Your task: Only certain lines below are wanted: those starting at the line containing "Mark the fog" and ending at the line containing "pixel 430 89", both included, each retyped exactly.
Provided records START
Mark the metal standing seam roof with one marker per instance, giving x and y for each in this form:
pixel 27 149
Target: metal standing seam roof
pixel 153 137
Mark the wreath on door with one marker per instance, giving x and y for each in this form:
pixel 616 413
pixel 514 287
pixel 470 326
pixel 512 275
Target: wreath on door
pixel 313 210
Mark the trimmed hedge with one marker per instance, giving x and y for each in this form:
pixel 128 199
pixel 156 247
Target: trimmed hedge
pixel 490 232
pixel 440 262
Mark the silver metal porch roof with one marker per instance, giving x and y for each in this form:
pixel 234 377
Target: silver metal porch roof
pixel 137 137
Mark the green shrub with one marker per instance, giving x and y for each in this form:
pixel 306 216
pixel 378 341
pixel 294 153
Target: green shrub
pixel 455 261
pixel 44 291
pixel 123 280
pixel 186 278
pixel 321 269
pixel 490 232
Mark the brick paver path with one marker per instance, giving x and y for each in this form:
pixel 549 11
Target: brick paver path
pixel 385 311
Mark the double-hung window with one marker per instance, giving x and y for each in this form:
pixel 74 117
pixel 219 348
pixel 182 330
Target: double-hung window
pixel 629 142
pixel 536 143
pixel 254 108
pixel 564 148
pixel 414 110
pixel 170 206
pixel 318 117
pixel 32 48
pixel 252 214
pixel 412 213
Provided records END
Provided records START
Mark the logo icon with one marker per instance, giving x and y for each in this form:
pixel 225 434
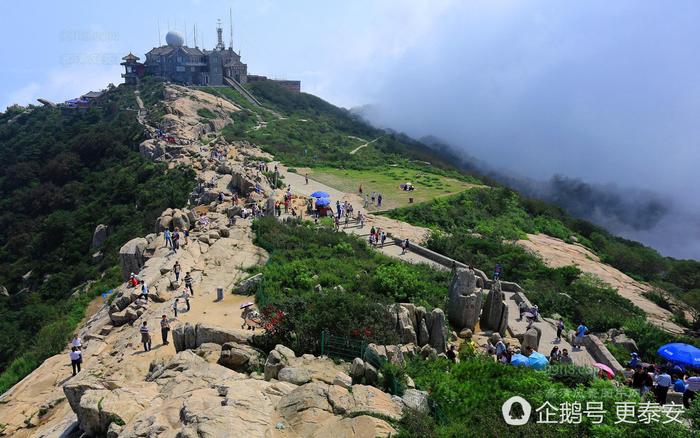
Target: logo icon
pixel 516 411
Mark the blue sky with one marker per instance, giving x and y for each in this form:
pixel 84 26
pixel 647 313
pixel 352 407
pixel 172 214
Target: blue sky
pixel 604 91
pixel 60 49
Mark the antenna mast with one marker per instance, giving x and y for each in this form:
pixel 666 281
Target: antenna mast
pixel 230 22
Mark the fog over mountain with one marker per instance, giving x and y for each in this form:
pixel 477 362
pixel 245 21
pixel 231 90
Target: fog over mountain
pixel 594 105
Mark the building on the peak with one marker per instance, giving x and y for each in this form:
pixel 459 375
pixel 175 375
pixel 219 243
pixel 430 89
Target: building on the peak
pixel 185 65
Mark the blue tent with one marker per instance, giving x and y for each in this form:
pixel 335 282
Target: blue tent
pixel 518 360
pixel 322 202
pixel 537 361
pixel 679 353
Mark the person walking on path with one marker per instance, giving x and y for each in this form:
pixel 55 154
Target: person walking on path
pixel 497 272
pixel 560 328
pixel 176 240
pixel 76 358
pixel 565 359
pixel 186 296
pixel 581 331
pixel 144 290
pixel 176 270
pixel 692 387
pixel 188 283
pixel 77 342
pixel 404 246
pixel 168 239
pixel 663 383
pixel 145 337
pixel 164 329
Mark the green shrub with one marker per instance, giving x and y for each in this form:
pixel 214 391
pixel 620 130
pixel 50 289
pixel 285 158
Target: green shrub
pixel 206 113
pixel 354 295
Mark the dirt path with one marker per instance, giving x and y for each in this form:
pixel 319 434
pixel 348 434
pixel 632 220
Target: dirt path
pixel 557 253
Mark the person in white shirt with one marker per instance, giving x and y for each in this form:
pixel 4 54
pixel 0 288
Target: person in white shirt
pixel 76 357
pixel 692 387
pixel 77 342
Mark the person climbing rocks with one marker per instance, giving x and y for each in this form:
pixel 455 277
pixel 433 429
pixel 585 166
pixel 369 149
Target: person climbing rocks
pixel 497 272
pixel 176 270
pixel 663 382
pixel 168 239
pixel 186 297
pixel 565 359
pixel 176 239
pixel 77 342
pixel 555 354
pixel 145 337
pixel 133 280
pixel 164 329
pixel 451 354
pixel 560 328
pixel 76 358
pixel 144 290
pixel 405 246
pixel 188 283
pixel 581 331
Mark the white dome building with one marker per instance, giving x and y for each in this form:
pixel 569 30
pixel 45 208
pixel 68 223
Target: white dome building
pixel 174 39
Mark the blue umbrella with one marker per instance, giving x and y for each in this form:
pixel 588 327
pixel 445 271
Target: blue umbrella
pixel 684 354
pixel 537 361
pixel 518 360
Provided records END
Exercise response:
Mark the fog over mountain with one marker per instance, giving x and y for each in this form:
pixel 477 362
pixel 245 21
pixel 231 90
Target: fog over mountain
pixel 594 105
Mark the building on the peak with one marker per instance, giving x and y for each in this form:
pixel 459 375
pixel 175 375
pixel 219 243
pixel 430 89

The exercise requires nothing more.